— start of Recorded information —
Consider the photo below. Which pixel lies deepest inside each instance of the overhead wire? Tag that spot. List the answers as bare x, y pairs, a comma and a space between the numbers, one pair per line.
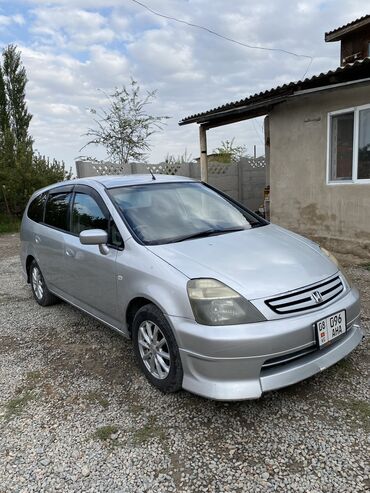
226, 38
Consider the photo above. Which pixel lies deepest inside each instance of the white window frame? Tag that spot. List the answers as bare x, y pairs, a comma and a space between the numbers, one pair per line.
356, 181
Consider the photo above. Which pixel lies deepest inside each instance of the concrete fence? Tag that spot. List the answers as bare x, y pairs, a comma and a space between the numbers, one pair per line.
244, 181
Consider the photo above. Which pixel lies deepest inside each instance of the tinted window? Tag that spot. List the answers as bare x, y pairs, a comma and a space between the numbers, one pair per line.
87, 214
36, 208
56, 213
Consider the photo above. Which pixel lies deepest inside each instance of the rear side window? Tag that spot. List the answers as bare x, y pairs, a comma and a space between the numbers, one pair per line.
36, 208
56, 212
87, 214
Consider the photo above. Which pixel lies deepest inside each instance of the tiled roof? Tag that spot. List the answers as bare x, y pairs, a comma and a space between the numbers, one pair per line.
260, 102
351, 24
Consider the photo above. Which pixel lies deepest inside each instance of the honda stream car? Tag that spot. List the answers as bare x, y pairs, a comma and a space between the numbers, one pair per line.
216, 300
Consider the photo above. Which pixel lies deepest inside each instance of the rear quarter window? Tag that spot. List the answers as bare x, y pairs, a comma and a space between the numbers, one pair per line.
57, 210
36, 208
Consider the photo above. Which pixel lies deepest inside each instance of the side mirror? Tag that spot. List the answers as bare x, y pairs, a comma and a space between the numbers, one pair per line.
95, 237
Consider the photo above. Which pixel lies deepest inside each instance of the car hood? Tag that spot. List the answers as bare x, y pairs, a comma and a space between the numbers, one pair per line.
258, 262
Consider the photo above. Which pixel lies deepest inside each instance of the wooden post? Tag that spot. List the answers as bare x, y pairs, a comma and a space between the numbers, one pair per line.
203, 153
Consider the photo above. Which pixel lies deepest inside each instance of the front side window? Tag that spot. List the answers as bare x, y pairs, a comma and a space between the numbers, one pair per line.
87, 214
349, 145
171, 212
56, 211
36, 208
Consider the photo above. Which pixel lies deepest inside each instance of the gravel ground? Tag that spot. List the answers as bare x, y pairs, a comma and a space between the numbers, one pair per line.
76, 415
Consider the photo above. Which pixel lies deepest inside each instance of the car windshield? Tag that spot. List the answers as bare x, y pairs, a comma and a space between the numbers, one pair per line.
179, 211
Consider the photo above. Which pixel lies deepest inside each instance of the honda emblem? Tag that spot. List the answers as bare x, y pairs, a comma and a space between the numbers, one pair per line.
316, 296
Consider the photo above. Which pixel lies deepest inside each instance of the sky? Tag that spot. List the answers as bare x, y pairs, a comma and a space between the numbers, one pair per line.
75, 50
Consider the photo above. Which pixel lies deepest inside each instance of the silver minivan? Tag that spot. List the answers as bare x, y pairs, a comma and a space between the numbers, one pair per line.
215, 299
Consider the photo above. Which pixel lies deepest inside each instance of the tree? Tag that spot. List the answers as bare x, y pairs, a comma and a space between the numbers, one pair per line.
228, 152
124, 127
14, 81
22, 171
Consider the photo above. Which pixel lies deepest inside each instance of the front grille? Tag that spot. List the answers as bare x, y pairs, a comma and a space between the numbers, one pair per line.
308, 298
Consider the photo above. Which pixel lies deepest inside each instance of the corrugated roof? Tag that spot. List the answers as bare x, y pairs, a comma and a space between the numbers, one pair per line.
259, 103
329, 35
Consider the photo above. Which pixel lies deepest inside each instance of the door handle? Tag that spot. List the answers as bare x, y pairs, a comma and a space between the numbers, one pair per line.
70, 252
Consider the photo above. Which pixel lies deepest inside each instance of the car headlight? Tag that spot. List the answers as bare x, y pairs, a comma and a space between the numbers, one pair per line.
213, 303
330, 255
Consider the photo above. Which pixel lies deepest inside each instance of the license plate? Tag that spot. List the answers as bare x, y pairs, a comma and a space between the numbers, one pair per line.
330, 328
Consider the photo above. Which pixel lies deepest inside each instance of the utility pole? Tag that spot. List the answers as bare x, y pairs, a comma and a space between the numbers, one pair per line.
203, 153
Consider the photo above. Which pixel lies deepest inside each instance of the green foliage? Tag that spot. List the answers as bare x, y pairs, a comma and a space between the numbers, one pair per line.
9, 224
22, 171
228, 152
124, 127
180, 159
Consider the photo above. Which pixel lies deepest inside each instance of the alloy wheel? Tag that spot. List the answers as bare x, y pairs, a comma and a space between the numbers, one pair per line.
154, 349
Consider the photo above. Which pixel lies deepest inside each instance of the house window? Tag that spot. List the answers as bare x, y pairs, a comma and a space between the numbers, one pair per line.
349, 145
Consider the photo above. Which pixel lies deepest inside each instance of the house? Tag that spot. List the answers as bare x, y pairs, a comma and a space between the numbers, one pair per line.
317, 140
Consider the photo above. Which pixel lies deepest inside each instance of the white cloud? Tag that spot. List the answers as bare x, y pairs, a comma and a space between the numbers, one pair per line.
73, 47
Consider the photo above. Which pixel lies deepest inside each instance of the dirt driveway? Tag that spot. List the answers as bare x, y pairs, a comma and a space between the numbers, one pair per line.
77, 415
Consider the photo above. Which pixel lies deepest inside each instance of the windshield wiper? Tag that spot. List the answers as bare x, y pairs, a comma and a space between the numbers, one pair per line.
207, 232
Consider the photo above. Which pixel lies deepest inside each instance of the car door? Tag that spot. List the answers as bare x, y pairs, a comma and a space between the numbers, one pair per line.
90, 276
48, 237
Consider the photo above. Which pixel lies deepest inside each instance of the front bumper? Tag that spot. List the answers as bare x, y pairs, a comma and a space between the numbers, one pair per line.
227, 363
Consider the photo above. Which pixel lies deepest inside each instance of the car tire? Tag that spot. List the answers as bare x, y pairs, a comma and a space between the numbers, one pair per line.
38, 285
157, 356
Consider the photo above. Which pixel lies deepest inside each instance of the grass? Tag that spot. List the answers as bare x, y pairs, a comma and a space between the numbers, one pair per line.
105, 432
9, 224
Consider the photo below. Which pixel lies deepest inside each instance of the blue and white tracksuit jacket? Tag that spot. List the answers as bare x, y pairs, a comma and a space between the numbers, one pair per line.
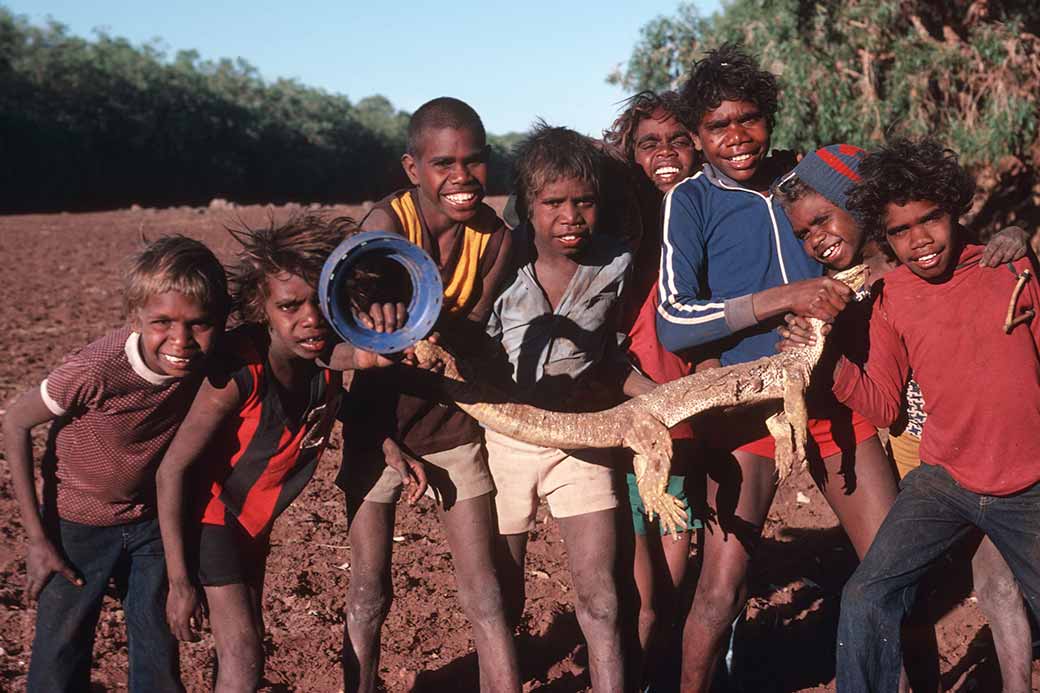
722, 244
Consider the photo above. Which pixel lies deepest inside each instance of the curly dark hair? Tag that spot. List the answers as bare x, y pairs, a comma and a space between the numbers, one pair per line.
789, 188
728, 74
299, 247
442, 112
550, 153
638, 108
906, 171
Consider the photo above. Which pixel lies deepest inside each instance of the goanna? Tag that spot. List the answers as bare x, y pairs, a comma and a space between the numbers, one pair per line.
642, 424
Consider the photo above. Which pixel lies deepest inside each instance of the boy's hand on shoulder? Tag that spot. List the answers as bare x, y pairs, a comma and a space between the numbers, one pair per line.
384, 316
798, 333
822, 298
184, 611
413, 471
1006, 246
42, 561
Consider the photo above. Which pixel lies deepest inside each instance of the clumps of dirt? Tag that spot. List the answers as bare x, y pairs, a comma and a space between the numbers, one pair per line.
61, 279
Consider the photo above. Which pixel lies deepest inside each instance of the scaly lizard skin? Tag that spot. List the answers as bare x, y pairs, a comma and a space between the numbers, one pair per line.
642, 422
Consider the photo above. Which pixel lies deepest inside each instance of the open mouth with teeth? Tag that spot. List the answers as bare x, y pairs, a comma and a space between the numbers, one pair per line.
743, 160
462, 200
927, 261
573, 239
179, 362
831, 250
315, 343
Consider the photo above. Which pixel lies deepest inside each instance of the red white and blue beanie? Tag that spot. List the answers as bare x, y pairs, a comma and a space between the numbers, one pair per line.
831, 171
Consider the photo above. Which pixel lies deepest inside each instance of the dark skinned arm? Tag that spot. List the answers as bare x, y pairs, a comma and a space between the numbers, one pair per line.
211, 407
43, 558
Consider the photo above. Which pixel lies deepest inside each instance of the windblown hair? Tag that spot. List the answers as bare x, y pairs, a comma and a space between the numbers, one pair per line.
909, 171
300, 247
176, 263
638, 108
548, 154
729, 74
442, 112
789, 189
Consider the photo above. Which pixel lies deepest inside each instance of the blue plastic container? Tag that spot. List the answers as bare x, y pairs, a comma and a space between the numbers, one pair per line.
423, 308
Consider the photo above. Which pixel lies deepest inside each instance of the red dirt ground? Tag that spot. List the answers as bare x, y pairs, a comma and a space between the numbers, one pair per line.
60, 276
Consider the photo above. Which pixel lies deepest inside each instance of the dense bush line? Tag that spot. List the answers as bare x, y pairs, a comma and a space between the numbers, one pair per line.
102, 123
858, 71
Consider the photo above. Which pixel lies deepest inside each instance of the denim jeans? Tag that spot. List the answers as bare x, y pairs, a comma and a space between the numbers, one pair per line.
67, 616
931, 513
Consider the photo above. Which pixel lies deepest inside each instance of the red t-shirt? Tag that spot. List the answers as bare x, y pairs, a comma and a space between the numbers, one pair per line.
117, 417
981, 386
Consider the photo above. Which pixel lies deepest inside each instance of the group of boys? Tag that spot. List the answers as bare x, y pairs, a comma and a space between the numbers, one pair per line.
537, 308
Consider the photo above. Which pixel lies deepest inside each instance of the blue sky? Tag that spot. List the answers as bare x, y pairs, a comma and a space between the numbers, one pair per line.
513, 61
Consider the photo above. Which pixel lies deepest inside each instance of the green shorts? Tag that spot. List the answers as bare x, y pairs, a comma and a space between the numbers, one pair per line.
677, 487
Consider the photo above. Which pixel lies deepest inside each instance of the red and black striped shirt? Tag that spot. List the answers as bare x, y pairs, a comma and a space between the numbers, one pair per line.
261, 459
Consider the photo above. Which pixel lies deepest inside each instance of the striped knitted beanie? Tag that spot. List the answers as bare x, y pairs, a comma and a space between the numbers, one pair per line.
831, 171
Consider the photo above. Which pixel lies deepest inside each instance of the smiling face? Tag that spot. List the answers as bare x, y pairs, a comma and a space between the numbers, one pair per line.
829, 234
177, 332
294, 322
564, 216
450, 170
734, 138
664, 148
923, 236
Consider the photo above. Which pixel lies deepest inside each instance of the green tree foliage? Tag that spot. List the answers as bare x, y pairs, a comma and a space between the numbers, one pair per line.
860, 71
102, 123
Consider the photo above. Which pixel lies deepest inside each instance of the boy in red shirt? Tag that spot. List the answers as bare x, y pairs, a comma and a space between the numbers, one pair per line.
115, 404
970, 336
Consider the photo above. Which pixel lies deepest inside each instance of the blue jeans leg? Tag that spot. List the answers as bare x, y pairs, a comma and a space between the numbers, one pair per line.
1013, 524
930, 515
67, 616
153, 651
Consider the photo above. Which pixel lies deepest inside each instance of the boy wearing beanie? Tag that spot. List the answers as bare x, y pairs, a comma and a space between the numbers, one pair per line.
815, 196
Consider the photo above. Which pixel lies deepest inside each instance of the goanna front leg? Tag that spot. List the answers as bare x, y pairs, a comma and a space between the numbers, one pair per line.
789, 428
652, 463
652, 484
784, 443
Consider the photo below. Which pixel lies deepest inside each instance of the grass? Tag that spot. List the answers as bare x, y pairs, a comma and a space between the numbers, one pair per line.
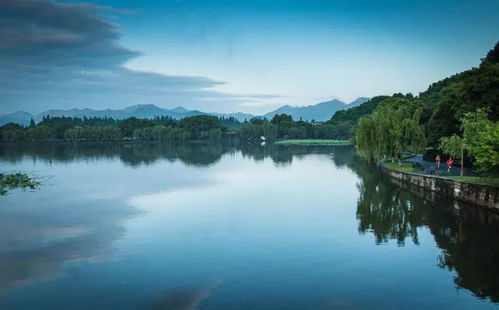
— end of Recorded information —
> [Problem to work on]
Can you copy the listing above word for word, from the line containing "the goanna front" through to its end, leaving out the pictures?

> [Solution]
Consider the photo above. Which pixel lies deepest inside each instance of the goanna front leg? Tag that spot. List the answers as bare x, y pairs, a comma and a space between the numbers, one pair per line.
789, 428
652, 463
652, 484
784, 443
Consider the photo below. Which pixel lies deepest inside each instance of the grass? Tag that spot. List the answers as bare x, y pairs, a comma and a space between the numbers, one pair per line.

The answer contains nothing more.